### Document excerpt
::::
A switch seems simple enough: You flick it one way to go on and the other way to go off. However, understanding what’s happening behind that switch requires that we give you a bit of background.

Open: A switch is in an open state when there is no electrical connection. When switch is open, there is very high resistance between a wire coming into a switch and the wire going out of the switch.

Closed: A switch is closed when there is an electrical connection. When a switch is closed, there is very low resistance between a wire coming into a switch and the wire going out of the switch.

There are different kinds of switches, referred to as SPST, SPDT, and DPDT, as shown in Figure 3-7. Here’s what these catchy acronyms mean:

SPST (single-pole, single-throw): This kind of switch has two lugs to which you can solder wires. When the switch is on, the two wires are connected; when the switch is off, the two wires are disconnected. We like SPST switches so much that we use them as on/off switches in every project in this session.

SPDT (single-pole, double-throw): This kind of switch has three lugs to which you can solder wires: one for an incoming wire and two for outgoing wires. When the switch is in one position, the incoming wire is connected to the first of the outgoing wires. When the switch is in the other position, the incoming wire is connected to the second of the outgoing wires. (If you have a different need and this is the type of switch you happen to have in your parts bin, you can use just two lugs to make it work as an SPST.)

DPDT (double-pole, double-throw): This kind of switch has six lugs to which you can solder wires. These lugs can be attached to two incoming wires and four outgoing wires. When you flip this switch, you simply switch each incoming wire between two of the outgoing wires. We use this type of switch in a relay in "Sensetive Sam Walks the Line" project to switch control of the motors from one type of sensor to another.

figure 3-7

As if switches didn’t have enough names, they are also referred to by the method used to change their state from open to closed. See Figure 3-8 to see the different types.

Toggle switch: This switch gets its name from the fact that you flip a lever to turn it on and flip it back to turn it off.

Pushbutton on/off switch: Every time you push this button, it changes from on to off or vice versa.
::::
### Work instructions
Resume the passage on electrical switches, starting after its last sentence.

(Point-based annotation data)
::::
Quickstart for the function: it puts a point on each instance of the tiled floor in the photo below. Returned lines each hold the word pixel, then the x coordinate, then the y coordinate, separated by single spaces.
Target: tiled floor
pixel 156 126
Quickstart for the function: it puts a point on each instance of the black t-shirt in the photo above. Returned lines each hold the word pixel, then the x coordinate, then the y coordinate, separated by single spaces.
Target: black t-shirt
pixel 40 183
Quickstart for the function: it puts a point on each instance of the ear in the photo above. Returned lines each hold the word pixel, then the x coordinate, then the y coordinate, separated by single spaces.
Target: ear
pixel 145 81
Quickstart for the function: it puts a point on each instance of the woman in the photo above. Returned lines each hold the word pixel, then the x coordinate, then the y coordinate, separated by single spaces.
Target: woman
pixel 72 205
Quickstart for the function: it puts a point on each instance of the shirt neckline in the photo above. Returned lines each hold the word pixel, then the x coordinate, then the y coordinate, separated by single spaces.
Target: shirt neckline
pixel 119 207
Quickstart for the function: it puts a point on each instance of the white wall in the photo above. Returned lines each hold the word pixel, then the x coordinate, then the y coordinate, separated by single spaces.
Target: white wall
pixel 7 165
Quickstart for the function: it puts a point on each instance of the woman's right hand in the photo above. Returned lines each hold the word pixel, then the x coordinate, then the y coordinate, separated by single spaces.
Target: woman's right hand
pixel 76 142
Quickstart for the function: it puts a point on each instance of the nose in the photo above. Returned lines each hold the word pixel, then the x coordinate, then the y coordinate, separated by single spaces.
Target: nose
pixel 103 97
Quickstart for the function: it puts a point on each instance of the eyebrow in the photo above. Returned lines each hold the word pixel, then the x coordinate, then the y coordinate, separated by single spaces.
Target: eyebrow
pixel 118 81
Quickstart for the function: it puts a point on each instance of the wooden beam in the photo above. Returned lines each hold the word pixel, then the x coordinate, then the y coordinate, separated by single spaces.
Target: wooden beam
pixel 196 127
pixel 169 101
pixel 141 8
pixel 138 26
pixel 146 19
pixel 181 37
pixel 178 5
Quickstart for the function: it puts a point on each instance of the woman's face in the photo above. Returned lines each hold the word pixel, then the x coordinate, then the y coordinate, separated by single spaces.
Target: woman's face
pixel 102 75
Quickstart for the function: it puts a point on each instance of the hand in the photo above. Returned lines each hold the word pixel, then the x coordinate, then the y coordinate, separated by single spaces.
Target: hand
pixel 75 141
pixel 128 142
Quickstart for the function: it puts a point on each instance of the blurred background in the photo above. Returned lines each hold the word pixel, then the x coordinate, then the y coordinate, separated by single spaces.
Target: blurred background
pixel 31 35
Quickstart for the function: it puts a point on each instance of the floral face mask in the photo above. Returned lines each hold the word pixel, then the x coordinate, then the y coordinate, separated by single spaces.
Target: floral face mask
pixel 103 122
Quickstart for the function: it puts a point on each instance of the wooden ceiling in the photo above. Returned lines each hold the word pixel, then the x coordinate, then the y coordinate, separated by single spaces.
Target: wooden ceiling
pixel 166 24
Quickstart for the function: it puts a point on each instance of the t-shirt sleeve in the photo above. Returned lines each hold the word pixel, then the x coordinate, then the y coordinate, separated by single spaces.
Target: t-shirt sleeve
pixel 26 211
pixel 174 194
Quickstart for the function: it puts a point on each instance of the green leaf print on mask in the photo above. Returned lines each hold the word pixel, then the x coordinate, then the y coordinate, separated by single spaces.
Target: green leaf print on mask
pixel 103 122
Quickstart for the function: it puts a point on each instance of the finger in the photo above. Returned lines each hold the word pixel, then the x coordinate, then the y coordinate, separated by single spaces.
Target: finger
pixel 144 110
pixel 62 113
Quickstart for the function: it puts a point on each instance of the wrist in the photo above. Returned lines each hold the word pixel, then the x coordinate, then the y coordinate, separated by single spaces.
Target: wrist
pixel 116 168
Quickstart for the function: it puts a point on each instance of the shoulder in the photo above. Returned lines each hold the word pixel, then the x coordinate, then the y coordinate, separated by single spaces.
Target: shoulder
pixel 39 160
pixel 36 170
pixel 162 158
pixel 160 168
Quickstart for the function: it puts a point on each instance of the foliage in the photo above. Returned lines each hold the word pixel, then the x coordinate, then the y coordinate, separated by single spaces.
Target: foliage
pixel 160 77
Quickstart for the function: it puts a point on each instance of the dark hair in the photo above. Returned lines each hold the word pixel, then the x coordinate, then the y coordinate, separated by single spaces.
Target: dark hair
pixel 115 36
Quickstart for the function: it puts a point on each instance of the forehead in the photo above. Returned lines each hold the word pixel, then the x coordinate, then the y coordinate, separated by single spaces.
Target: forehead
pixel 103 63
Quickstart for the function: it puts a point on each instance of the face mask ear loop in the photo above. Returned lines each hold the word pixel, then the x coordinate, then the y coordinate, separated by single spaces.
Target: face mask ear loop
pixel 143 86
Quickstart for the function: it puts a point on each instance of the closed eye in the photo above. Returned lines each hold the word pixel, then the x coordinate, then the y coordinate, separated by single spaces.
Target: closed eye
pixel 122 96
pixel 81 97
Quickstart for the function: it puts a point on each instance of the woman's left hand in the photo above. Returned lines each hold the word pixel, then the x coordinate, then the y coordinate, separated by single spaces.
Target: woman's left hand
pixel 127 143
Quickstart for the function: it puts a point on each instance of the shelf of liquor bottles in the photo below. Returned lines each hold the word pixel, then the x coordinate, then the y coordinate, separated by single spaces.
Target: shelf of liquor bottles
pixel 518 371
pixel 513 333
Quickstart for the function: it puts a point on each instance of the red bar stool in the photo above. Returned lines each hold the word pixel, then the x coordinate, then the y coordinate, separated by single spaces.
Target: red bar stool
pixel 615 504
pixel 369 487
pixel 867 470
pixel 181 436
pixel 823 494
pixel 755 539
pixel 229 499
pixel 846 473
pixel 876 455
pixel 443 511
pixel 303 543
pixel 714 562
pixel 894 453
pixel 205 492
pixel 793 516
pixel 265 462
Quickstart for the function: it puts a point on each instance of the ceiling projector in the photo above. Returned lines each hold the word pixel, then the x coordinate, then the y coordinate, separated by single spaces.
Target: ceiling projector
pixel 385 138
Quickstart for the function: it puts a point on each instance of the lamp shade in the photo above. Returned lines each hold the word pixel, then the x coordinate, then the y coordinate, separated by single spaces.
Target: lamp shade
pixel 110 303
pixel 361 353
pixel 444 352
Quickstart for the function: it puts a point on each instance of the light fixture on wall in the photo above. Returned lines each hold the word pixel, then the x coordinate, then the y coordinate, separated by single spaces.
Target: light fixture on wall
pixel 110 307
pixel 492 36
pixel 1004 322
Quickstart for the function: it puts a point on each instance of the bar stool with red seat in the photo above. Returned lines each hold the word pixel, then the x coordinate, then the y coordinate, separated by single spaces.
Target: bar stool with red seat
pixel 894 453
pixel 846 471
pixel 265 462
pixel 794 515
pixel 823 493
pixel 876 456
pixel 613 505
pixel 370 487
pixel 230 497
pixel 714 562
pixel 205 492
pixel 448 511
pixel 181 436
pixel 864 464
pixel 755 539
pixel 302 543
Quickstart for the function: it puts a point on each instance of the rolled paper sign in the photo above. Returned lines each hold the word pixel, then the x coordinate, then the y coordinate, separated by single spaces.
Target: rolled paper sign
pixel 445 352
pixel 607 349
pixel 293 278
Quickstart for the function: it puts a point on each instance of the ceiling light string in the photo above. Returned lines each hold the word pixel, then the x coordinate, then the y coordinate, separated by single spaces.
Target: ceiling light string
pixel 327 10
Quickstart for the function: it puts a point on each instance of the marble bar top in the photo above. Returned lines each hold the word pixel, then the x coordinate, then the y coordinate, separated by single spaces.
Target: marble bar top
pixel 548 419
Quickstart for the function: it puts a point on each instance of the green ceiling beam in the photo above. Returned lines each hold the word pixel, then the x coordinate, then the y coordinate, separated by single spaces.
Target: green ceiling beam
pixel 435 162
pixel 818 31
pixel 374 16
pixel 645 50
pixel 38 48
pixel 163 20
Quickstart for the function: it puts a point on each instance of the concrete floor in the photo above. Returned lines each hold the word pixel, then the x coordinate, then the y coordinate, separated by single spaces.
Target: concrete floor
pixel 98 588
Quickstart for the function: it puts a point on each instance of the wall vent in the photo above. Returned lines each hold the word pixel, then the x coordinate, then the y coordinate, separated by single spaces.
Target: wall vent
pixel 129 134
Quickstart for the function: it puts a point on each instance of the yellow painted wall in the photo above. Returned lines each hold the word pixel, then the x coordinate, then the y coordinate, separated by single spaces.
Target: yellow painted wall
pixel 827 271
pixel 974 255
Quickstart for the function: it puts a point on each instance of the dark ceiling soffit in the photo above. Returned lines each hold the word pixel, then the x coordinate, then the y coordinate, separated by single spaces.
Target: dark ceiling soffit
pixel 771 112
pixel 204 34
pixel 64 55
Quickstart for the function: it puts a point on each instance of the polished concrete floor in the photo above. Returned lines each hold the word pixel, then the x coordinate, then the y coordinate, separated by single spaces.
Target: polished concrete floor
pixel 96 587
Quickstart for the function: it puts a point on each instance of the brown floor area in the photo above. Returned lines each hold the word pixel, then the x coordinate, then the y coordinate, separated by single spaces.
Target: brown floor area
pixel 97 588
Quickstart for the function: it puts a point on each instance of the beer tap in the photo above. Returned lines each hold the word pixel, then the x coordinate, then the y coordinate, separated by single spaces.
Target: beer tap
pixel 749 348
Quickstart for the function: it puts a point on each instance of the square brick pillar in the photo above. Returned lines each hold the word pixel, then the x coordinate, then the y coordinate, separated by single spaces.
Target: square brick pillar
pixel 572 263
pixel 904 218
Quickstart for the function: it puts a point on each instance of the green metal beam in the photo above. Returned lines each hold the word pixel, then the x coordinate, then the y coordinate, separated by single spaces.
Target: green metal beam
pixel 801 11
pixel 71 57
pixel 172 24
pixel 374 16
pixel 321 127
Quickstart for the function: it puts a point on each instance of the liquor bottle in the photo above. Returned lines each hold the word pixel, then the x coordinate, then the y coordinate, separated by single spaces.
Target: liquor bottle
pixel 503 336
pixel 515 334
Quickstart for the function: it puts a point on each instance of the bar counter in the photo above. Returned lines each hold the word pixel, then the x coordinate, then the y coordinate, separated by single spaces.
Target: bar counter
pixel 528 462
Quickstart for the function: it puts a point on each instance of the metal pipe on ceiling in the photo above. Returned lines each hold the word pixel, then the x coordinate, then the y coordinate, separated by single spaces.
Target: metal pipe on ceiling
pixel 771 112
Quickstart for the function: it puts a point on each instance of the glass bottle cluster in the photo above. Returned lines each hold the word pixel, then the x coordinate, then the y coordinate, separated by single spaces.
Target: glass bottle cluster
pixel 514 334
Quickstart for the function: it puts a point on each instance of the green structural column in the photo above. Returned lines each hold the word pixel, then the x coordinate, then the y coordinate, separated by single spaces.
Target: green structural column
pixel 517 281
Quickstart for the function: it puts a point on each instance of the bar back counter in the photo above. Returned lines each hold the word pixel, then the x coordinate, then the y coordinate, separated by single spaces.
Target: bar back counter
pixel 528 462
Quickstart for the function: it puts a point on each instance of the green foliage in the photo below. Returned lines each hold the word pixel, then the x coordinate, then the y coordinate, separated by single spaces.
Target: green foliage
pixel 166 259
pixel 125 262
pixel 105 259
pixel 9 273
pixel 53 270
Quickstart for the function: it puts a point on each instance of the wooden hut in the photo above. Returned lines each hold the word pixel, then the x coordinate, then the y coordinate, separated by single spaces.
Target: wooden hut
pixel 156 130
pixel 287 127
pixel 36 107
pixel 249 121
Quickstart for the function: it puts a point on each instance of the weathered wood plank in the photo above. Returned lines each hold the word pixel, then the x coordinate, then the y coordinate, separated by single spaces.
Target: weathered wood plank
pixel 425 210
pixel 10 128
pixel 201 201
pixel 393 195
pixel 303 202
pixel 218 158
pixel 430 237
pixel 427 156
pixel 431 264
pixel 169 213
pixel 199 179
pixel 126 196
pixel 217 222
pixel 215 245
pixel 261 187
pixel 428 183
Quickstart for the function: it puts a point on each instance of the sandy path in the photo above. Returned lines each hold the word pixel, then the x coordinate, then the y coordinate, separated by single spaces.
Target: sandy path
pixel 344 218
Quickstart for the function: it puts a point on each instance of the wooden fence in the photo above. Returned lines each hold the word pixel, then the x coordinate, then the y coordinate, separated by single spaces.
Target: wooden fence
::::
### Answer for the task
Momentary pushbutton switch: Pushing this switch is what changes its state, but only for the moment! These are also classified by whether they are normally open (NO) or normally closed (NC). For example, a momentary normally open switch is closed only while you hold the pushbutton down. When you release the button, it goes back to its normal — open — state.

Tactile switch: This is a type of momentary pushbutton switch. Tactile switches are rated by the amount of force that is needed to push the button and are often flat so that they can be easily inserted somewhere without protruding (like how we insert them into the hands of a puppet in "Murmuring Merlin" project).

Slide switch: Logically, this switch operates when you slide a knob to change it from on to off or vice versa.

Relays: These switches are operated by a voltage rather than by pushing a switch. This makes them very useful for turning on or off a component, such as a light or motor, through a remote control or by voltage generated by a sensor. We control relays with both methods in "Sensetive Sam Walks the Line" project

figure 3-8


Sensors take energy in forms such as sound or light and transform that energy into a signal. By using a sensor, you can detect heat, light, and sound, for example. When a signal is sensed, to the sensor produces an electrical signal that is used by your circuit to control some activity. For example, an infrared detector can work in conjunction with an infrared remote control device to stop or start a little go-kart.

Here are a few types of sensors that we use in the projects in this part of the web site:

IR detector: This converts infrared (IR) light into an electric signal. The version that we use in Chapters 11 and 9 contains a photodiode that detects infrared light and an integrated circuit that produces either +V or 0 volts on its output pin. In order to reduce noise from ambient IR light, this detector is designed to only respond to IR light that is pulsed at 38 kHz.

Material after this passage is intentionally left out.